### Written exercise
Can you copy out the listing below word for word, from the line with "As a courtesy, could you identify the blue suit" to the line with "[671,404,914,616]", including both of those lines?

── Information given ──

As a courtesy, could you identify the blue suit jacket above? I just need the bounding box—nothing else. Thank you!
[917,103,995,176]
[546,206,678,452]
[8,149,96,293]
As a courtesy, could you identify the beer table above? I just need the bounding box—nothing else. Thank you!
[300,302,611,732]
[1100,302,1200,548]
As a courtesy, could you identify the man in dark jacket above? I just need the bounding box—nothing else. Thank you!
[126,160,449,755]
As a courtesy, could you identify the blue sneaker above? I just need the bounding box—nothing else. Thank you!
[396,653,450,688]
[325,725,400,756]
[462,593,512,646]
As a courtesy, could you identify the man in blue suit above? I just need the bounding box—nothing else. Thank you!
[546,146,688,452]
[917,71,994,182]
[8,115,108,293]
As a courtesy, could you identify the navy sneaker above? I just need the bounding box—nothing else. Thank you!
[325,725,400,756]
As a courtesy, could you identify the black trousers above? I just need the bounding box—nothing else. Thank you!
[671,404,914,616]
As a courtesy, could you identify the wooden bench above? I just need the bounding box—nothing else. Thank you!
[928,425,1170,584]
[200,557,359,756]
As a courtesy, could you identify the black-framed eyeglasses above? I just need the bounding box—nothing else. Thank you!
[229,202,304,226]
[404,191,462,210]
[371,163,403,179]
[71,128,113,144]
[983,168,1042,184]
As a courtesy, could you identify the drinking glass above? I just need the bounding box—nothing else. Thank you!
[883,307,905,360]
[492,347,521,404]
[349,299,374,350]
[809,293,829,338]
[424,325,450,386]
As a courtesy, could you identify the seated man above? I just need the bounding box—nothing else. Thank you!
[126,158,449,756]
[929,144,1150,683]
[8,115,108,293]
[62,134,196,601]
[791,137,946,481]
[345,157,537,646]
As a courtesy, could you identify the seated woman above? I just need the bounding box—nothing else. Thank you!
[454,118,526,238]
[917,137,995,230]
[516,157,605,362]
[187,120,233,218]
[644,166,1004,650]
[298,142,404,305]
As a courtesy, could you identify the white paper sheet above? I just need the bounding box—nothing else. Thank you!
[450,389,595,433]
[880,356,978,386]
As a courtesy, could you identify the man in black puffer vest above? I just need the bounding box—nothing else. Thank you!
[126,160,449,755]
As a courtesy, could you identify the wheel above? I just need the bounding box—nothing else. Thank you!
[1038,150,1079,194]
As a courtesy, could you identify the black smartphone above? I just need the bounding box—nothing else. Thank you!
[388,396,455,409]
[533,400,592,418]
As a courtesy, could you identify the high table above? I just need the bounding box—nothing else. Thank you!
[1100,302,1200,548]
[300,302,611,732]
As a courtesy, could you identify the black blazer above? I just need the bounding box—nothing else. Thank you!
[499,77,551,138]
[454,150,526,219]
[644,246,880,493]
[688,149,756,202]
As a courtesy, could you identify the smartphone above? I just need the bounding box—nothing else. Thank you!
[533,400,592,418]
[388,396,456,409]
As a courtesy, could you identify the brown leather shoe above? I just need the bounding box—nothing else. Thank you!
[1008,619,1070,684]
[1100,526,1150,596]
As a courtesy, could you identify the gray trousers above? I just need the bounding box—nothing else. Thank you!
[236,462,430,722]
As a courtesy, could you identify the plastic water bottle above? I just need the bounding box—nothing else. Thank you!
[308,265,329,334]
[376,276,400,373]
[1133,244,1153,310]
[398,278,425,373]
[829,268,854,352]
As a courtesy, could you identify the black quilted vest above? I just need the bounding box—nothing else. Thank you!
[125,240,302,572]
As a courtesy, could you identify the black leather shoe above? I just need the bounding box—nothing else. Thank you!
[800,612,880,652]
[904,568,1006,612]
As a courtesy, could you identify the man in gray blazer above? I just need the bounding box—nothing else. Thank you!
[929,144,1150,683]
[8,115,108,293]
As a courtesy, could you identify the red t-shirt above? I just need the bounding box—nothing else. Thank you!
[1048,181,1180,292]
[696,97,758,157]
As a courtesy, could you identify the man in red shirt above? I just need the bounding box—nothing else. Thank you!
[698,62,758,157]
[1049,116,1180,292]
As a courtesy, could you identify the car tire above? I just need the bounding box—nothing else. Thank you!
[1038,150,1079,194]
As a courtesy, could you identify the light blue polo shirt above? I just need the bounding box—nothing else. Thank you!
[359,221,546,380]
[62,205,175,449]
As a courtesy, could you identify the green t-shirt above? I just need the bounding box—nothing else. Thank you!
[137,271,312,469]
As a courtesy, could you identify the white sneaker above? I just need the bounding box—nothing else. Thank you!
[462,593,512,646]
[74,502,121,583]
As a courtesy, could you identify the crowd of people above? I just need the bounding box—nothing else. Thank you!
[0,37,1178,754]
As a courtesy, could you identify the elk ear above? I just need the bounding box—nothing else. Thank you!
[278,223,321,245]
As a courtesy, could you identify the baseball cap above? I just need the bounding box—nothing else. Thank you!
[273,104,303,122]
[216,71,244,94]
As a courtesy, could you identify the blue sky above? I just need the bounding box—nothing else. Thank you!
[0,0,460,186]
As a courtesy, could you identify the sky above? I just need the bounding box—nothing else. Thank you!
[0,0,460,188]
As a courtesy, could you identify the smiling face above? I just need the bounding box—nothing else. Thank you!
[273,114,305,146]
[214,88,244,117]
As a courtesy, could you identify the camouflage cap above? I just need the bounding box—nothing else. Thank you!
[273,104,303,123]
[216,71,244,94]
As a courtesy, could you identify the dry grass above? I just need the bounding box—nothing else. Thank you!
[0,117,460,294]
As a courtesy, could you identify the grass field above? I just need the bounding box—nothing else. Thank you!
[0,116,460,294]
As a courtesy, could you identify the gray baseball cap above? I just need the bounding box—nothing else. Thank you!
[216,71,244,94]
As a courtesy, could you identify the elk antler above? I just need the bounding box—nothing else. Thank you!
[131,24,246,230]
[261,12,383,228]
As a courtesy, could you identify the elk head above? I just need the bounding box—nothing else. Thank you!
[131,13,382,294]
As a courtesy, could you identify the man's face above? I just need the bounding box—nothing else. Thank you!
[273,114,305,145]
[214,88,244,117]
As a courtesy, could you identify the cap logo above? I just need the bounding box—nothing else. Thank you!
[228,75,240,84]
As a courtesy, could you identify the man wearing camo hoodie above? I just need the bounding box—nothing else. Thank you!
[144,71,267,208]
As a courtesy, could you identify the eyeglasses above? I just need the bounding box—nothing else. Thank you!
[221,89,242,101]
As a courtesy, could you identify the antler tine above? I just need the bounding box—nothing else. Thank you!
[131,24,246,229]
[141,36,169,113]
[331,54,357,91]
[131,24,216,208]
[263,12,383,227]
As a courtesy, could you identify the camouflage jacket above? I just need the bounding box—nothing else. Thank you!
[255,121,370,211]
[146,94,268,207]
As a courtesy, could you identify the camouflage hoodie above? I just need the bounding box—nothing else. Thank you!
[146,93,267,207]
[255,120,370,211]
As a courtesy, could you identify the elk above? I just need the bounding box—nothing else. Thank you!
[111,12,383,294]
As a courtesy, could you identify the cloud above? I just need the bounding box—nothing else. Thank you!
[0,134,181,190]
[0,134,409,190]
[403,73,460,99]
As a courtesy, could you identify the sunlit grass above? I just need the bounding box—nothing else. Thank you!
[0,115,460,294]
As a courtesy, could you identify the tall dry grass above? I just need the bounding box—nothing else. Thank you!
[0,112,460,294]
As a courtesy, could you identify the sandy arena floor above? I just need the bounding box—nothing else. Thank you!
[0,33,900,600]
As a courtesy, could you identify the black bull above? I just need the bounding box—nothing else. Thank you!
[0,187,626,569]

───
── Information given ──

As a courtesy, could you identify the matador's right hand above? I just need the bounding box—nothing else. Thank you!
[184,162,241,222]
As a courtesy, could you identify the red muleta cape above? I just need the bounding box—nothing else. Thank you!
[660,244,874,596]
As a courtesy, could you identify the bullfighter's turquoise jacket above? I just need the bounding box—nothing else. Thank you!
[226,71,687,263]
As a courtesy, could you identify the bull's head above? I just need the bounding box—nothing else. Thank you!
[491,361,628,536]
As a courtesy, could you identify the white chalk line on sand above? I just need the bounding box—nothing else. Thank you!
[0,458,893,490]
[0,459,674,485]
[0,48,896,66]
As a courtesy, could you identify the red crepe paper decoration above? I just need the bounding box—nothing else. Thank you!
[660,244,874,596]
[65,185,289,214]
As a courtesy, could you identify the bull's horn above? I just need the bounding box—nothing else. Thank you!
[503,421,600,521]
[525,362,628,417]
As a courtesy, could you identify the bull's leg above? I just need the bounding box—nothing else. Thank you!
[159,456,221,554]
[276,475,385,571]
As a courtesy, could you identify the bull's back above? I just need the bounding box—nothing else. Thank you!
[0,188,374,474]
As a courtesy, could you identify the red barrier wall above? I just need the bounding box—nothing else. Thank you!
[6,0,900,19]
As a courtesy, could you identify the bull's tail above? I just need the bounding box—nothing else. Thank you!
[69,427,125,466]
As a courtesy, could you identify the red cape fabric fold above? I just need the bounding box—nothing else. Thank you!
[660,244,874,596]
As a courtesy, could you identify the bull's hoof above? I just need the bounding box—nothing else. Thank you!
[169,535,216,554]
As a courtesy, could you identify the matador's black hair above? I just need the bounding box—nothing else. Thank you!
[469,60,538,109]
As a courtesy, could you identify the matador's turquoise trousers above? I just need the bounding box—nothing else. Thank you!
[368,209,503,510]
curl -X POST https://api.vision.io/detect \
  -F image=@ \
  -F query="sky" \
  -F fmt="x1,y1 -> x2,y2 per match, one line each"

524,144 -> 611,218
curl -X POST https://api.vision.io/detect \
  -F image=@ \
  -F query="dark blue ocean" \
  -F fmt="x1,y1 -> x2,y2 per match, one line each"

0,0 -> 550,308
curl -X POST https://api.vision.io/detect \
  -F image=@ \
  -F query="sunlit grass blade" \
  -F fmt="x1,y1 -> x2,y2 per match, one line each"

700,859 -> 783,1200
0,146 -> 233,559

───
── Information given ──

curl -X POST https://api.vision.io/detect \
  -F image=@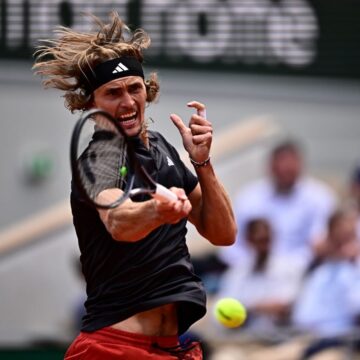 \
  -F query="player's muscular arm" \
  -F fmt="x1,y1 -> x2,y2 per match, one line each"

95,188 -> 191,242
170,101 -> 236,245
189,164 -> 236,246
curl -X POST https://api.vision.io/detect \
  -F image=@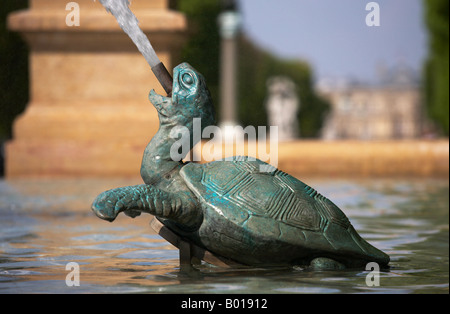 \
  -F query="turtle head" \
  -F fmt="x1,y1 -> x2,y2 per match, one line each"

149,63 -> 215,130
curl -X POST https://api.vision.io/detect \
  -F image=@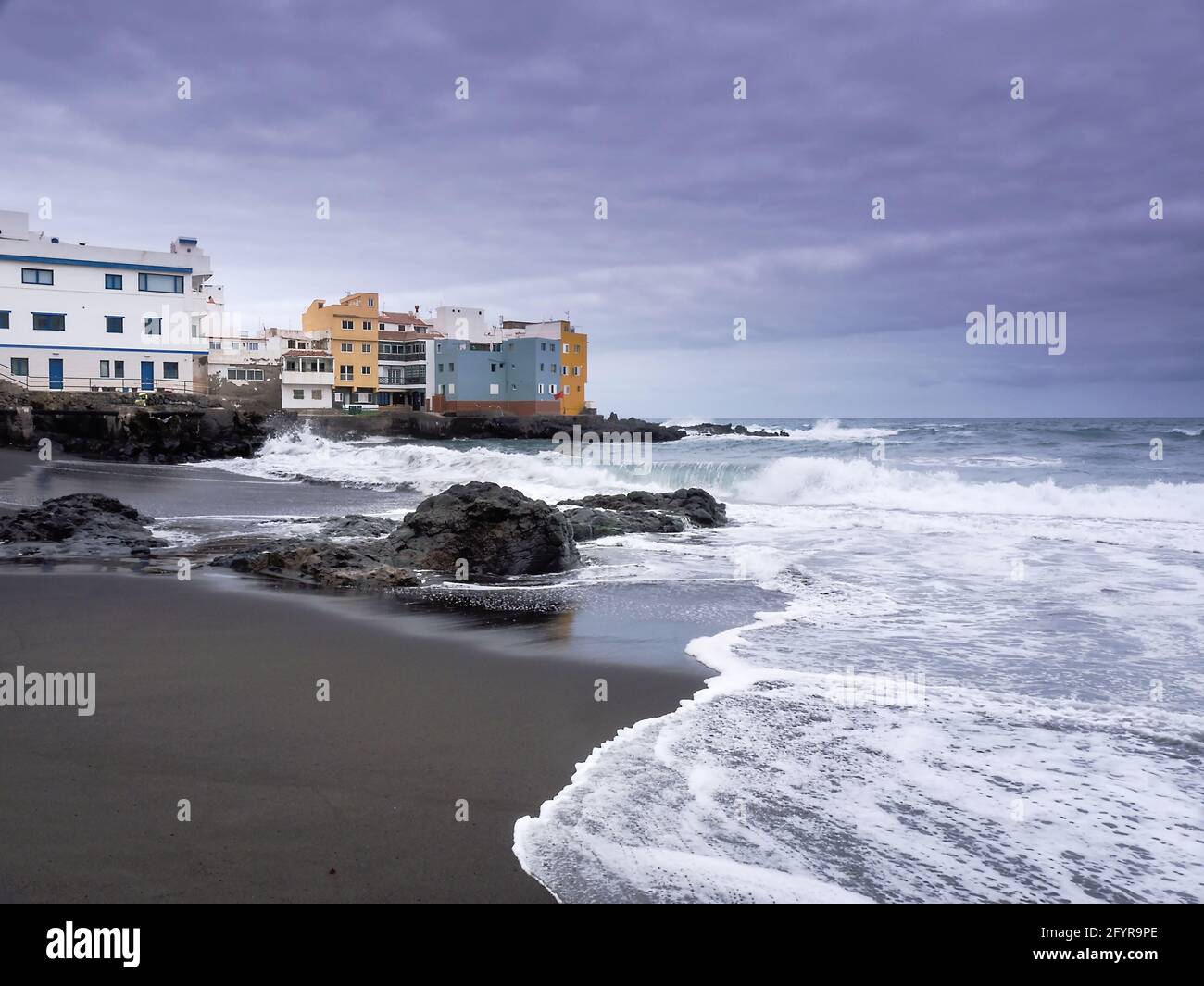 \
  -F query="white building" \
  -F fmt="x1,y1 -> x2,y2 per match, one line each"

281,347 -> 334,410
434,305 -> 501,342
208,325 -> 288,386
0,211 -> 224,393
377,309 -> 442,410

───

### Correct response
As a courtesy, could you identify the blue suit jacket above? I just need the bounding box—nothing else. Thank you!
[917,103,995,176]
[546,206,678,452]
[8,149,96,293]
As a courtesy, could you identify the beer table above? I just need the bounding box—nothing else. Thank you!
[300,302,611,732]
[1100,302,1200,548]
As a courtesy, could you identify the man in dark jacket above? I just need the bounding box—nothing else. Thank you!
[126,160,449,755]
As a courtesy, could you identify the blue sneaker above? I just need the bounding box—nothing else. Thank you!
[396,653,450,688]
[325,725,400,756]
[462,593,512,646]
As a courtesy, could you identify the man in blue suit above? I just need the bounding box—nothing else. Thank you!
[546,146,688,452]
[917,71,994,182]
[8,115,108,293]
As a courtesy, could you identify the navy sneaker above? I just need the bounding box—nothing else. Thank you!
[325,725,400,756]
As a courtesy, could you identify the black trousers above? I just need the bounding box—nothing else. Thank you!
[671,404,914,616]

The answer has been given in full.